Data items
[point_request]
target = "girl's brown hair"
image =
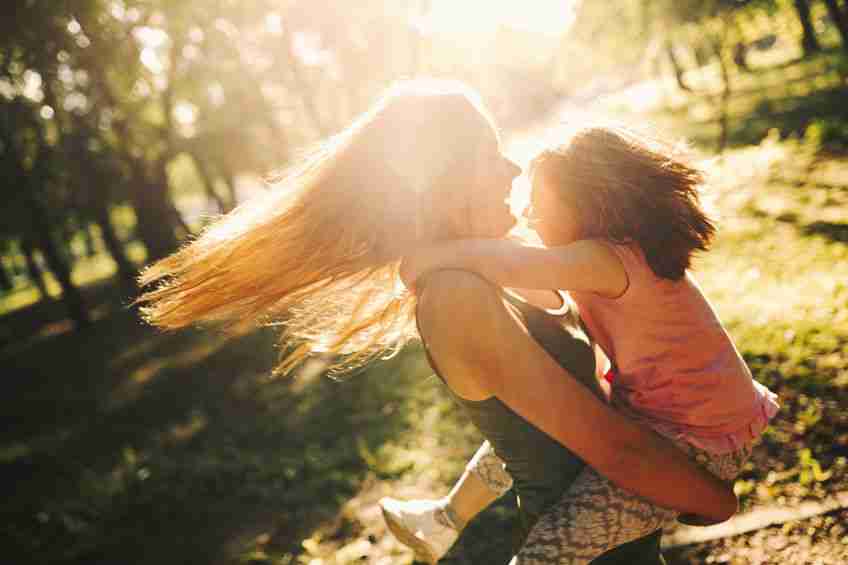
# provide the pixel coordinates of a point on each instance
(320, 252)
(627, 187)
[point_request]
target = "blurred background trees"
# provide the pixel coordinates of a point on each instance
(127, 124)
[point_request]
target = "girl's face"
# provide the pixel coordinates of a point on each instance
(490, 216)
(549, 215)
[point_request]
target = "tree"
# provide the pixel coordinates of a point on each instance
(808, 40)
(839, 16)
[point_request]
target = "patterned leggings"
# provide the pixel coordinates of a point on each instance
(594, 515)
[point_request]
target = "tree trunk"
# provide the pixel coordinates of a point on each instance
(208, 182)
(840, 19)
(5, 279)
(126, 269)
(808, 41)
(60, 269)
(154, 214)
(725, 96)
(88, 240)
(34, 271)
(230, 181)
(678, 70)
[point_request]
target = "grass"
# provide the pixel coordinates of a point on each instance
(121, 445)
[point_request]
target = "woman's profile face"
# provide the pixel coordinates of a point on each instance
(490, 216)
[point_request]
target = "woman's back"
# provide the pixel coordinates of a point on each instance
(542, 469)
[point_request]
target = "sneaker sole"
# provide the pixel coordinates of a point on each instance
(421, 549)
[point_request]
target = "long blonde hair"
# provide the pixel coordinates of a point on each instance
(319, 253)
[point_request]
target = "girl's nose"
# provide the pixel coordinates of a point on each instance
(514, 170)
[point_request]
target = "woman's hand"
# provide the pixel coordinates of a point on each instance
(482, 350)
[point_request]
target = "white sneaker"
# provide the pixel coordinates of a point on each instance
(423, 525)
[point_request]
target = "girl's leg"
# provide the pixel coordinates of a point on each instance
(595, 516)
(592, 518)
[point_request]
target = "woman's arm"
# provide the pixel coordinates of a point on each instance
(585, 265)
(482, 350)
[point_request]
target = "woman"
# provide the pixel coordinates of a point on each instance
(322, 253)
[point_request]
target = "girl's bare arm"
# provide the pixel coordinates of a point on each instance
(482, 350)
(585, 265)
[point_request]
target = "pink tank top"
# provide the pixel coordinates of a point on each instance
(677, 368)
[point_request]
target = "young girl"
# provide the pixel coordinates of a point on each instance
(621, 218)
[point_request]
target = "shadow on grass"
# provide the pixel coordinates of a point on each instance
(120, 445)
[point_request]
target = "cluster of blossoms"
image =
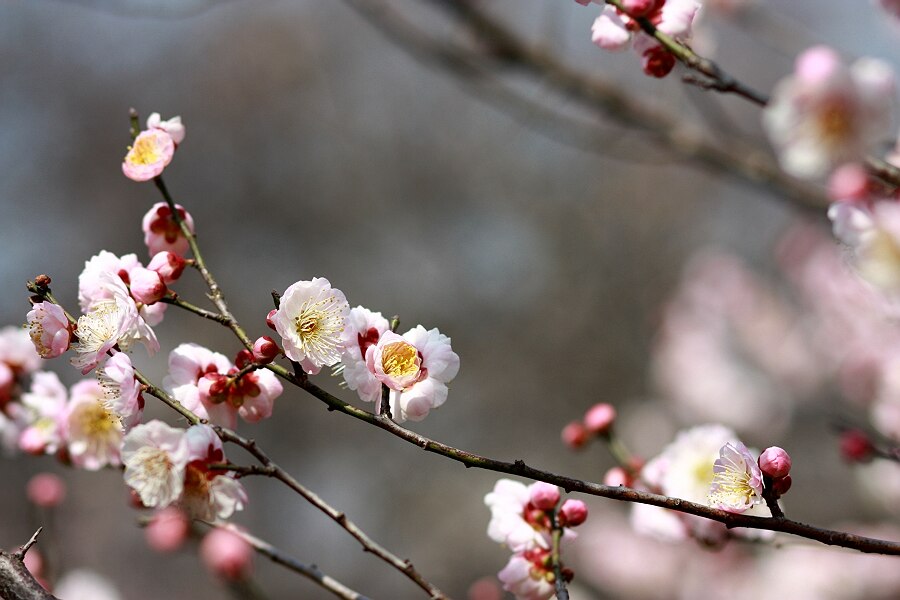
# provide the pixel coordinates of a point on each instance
(319, 329)
(523, 519)
(617, 29)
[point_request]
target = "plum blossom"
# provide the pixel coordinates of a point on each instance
(155, 456)
(826, 113)
(737, 484)
(92, 428)
(42, 414)
(417, 367)
(529, 575)
(369, 327)
(209, 494)
(173, 126)
(203, 381)
(162, 233)
(150, 153)
(313, 322)
(49, 329)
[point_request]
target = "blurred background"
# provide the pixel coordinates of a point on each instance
(317, 147)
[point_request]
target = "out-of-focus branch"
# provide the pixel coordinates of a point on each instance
(498, 47)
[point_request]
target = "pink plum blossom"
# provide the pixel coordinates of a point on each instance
(416, 367)
(162, 233)
(313, 322)
(49, 329)
(737, 482)
(149, 155)
(369, 327)
(528, 575)
(826, 114)
(93, 430)
(173, 126)
(155, 456)
(209, 494)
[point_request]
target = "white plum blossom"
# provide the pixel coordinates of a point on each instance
(369, 327)
(416, 367)
(737, 485)
(155, 456)
(209, 494)
(49, 329)
(42, 414)
(93, 429)
(313, 322)
(826, 114)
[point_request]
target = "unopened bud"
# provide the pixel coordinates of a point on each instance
(543, 495)
(572, 513)
(599, 418)
(265, 350)
(657, 62)
(574, 435)
(169, 265)
(775, 462)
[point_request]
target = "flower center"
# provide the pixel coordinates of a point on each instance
(400, 359)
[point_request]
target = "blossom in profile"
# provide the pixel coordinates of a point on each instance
(209, 494)
(162, 233)
(417, 367)
(155, 456)
(826, 114)
(313, 322)
(93, 430)
(529, 575)
(149, 155)
(49, 329)
(369, 327)
(174, 127)
(737, 482)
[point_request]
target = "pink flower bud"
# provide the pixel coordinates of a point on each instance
(618, 476)
(781, 485)
(543, 495)
(265, 350)
(146, 286)
(599, 418)
(856, 446)
(226, 554)
(574, 435)
(169, 265)
(46, 490)
(638, 8)
(168, 530)
(572, 513)
(657, 62)
(775, 462)
(849, 182)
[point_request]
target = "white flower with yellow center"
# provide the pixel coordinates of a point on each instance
(155, 456)
(313, 322)
(93, 429)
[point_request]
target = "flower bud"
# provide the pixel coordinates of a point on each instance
(46, 490)
(265, 350)
(168, 530)
(657, 62)
(169, 265)
(146, 286)
(543, 495)
(574, 435)
(775, 462)
(781, 485)
(226, 554)
(572, 513)
(856, 446)
(599, 418)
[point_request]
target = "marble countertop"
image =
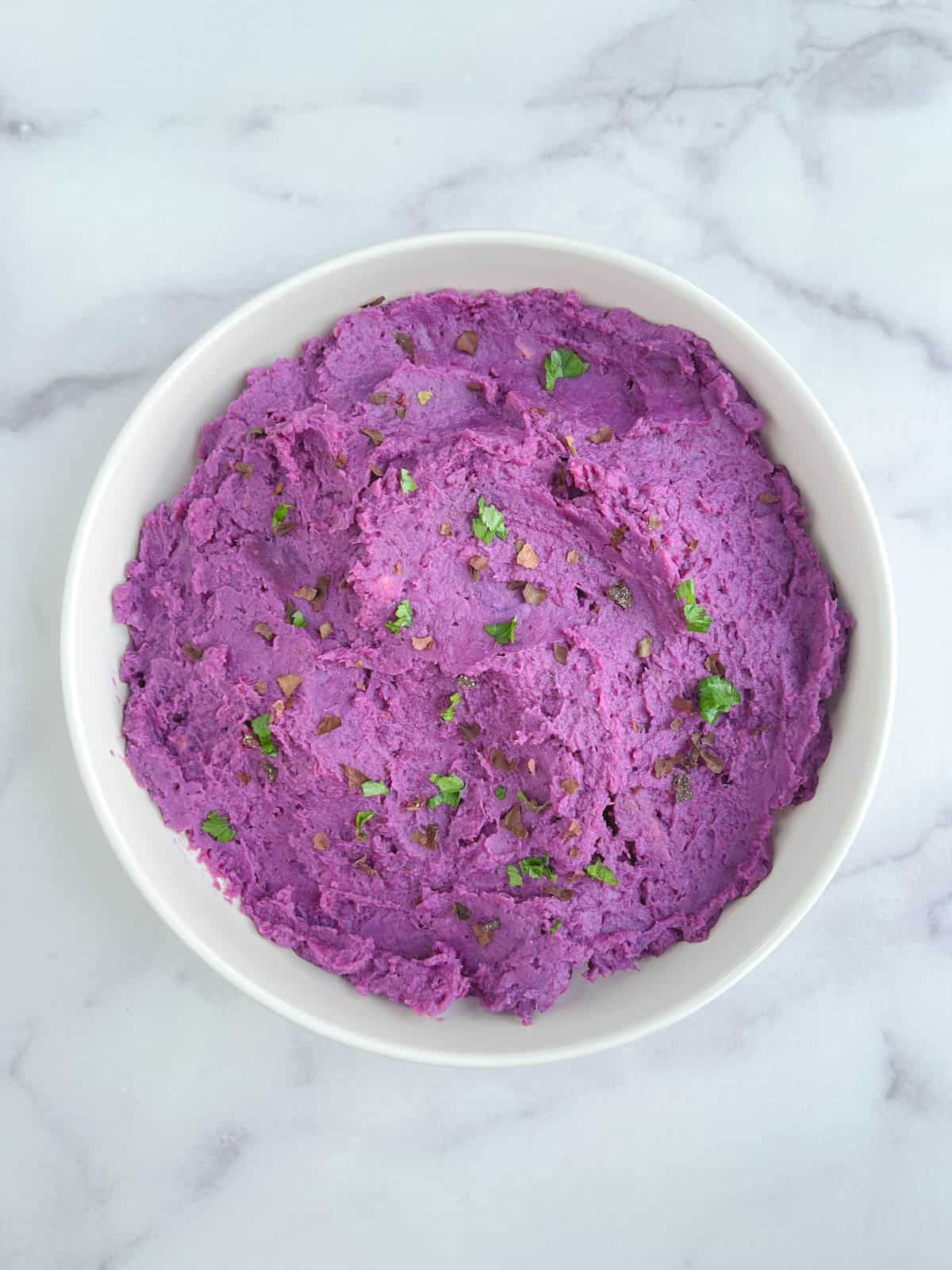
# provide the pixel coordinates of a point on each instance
(163, 163)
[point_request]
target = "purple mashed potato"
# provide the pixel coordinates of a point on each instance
(601, 817)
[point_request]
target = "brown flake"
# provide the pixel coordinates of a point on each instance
(620, 594)
(681, 783)
(484, 931)
(290, 683)
(559, 892)
(355, 776)
(425, 837)
(512, 821)
(711, 760)
(406, 343)
(501, 762)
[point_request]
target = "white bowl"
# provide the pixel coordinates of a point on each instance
(154, 456)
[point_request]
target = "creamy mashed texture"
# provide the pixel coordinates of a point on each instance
(482, 647)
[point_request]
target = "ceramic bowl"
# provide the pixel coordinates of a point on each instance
(154, 456)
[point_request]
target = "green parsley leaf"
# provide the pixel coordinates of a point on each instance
(359, 821)
(696, 618)
(537, 867)
(562, 364)
(600, 870)
(455, 698)
(219, 827)
(489, 524)
(260, 727)
(403, 616)
(503, 633)
(715, 696)
(450, 789)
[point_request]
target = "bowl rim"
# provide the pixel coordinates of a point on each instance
(118, 841)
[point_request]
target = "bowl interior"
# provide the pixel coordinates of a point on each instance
(155, 455)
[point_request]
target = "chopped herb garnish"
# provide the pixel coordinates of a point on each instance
(489, 524)
(281, 514)
(217, 827)
(537, 867)
(403, 616)
(562, 364)
(716, 696)
(696, 618)
(600, 870)
(455, 698)
(503, 633)
(451, 787)
(359, 821)
(260, 727)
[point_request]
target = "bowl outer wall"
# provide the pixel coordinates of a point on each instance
(154, 456)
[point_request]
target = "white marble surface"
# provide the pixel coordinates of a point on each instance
(162, 163)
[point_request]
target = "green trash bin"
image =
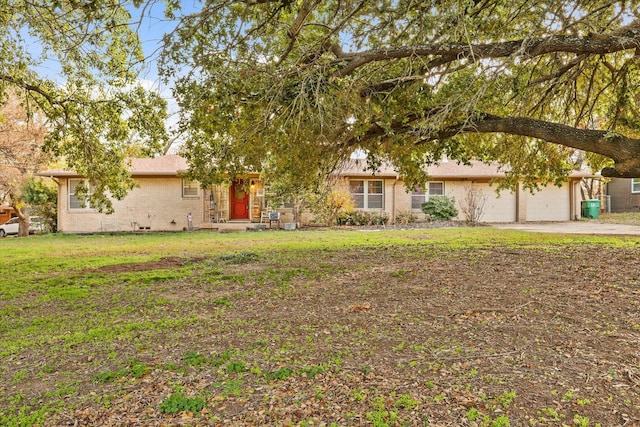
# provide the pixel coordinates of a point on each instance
(590, 208)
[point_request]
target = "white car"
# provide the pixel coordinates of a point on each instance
(11, 226)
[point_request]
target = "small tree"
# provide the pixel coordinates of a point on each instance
(440, 208)
(473, 205)
(332, 199)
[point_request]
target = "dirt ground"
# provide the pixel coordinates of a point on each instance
(489, 336)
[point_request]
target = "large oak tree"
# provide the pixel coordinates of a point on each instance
(78, 62)
(304, 83)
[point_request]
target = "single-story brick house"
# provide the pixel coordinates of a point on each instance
(449, 178)
(165, 201)
(624, 194)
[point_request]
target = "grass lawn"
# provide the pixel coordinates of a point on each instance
(434, 327)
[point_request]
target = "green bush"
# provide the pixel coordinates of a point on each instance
(440, 208)
(362, 218)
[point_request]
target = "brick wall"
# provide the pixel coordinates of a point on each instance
(156, 205)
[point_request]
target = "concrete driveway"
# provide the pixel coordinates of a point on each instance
(574, 227)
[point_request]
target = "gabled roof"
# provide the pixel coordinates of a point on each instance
(444, 170)
(169, 165)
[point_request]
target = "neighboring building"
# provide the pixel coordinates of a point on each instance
(624, 194)
(165, 201)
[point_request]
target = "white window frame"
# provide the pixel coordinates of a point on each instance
(73, 200)
(188, 188)
(420, 196)
(366, 194)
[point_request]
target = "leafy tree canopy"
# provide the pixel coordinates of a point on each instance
(76, 63)
(306, 82)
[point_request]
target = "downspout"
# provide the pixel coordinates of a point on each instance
(393, 205)
(517, 202)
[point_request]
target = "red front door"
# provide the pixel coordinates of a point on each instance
(239, 198)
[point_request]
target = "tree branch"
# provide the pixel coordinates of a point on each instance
(624, 151)
(626, 38)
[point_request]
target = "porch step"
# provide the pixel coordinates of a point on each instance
(231, 226)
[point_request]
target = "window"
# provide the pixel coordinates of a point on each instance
(78, 193)
(367, 194)
(419, 196)
(190, 188)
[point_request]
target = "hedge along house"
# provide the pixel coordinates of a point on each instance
(162, 201)
(385, 193)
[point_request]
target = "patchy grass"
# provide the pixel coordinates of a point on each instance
(459, 326)
(630, 218)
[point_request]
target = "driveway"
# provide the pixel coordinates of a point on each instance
(573, 227)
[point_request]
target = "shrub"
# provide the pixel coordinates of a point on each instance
(362, 218)
(440, 208)
(406, 217)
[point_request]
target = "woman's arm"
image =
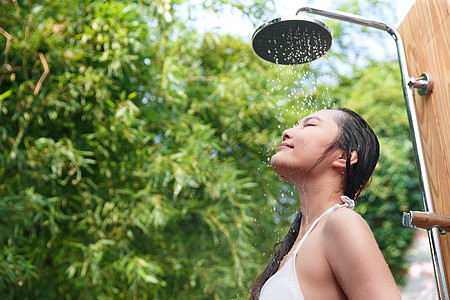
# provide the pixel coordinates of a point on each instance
(356, 260)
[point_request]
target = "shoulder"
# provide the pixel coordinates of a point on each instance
(347, 221)
(355, 259)
(346, 233)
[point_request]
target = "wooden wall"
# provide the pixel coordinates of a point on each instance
(426, 37)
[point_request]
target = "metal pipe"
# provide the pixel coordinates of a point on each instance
(408, 92)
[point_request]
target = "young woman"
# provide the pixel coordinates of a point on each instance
(329, 252)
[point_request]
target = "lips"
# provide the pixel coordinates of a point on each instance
(284, 145)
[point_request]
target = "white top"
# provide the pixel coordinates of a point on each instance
(284, 285)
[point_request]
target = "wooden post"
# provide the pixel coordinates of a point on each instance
(426, 37)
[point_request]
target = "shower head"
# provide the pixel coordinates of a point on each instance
(291, 41)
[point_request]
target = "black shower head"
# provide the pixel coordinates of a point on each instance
(291, 41)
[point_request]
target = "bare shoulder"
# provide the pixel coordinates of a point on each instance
(343, 219)
(355, 259)
(348, 222)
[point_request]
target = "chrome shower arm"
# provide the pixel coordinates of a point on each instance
(343, 16)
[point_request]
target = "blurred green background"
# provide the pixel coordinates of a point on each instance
(134, 148)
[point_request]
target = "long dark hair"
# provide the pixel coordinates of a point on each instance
(354, 134)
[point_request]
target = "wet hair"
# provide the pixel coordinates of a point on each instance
(354, 134)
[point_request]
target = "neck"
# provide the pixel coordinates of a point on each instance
(316, 195)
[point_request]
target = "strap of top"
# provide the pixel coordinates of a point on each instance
(349, 203)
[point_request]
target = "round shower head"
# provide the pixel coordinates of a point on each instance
(291, 41)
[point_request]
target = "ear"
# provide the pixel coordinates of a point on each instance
(341, 161)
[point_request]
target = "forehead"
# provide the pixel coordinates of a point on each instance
(324, 115)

## Exercise objective
Your answer must be every line from the entries that contains the string "woman", copied as it stands.

## Your response
target = "woman's profile face"
target = "woman's back"
target = "woman's hand"
target = "woman's arm"
target = "woman"
target = "woman's arm"
target = "young woman"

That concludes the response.